WORK REQUIRED
Update all the records below by changing "bicycle wheel" to "bike wheel" and keeping everything else the same.
Begin DATA FOR THIS EXERCISE
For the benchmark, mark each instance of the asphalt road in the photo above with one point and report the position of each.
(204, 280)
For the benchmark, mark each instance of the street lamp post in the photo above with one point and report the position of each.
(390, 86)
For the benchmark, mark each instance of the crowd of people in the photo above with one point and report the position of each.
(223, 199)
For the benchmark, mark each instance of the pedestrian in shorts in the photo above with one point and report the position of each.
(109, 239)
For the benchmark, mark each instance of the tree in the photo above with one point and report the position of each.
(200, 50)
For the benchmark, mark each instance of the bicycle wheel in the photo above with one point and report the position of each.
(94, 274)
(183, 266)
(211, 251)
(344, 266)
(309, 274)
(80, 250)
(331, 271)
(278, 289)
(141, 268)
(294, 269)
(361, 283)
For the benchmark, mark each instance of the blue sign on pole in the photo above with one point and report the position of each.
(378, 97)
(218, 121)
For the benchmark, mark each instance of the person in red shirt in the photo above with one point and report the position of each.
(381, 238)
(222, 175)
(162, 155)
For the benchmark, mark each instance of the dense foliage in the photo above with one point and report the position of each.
End DATA FOR THIS EXERCISE
TASK RESULT
For the benchmark, mark each instance of the asphalt road in the photo above with one point and report the position of each.
(204, 280)
For the benchmark, mark each instance of the street lamp post in the photo above with one point and report the position of each.
(390, 86)
For the benchmark, mark each instance of the crowd of people in the photo above with one point and report the position of each.
(223, 199)
For the benchmark, mark each instance of the pedestrian in shorts in the photo above with one point and report the position of each.
(109, 239)
For the benchmark, mark each instance of the tree in the photo above with one point and report the position of each.
(200, 50)
For the benchmark, mark each instance of the bike wheel in the photo above with one point and report the position of each.
(94, 274)
(183, 266)
(211, 251)
(344, 266)
(309, 274)
(80, 250)
(331, 271)
(278, 289)
(141, 268)
(294, 269)
(361, 283)
For the benchmark, mark each instance of the blue sign on pole in the photo above with one point and report the position of each.
(378, 97)
(218, 121)
For the benchmark, mark each instance of the person in red shirt in the photo above with one point and report the position of each.
(381, 238)
(222, 175)
(162, 155)
For the benchmark, mark each instance of the dense foliage in the photo above with one point and report the position of each.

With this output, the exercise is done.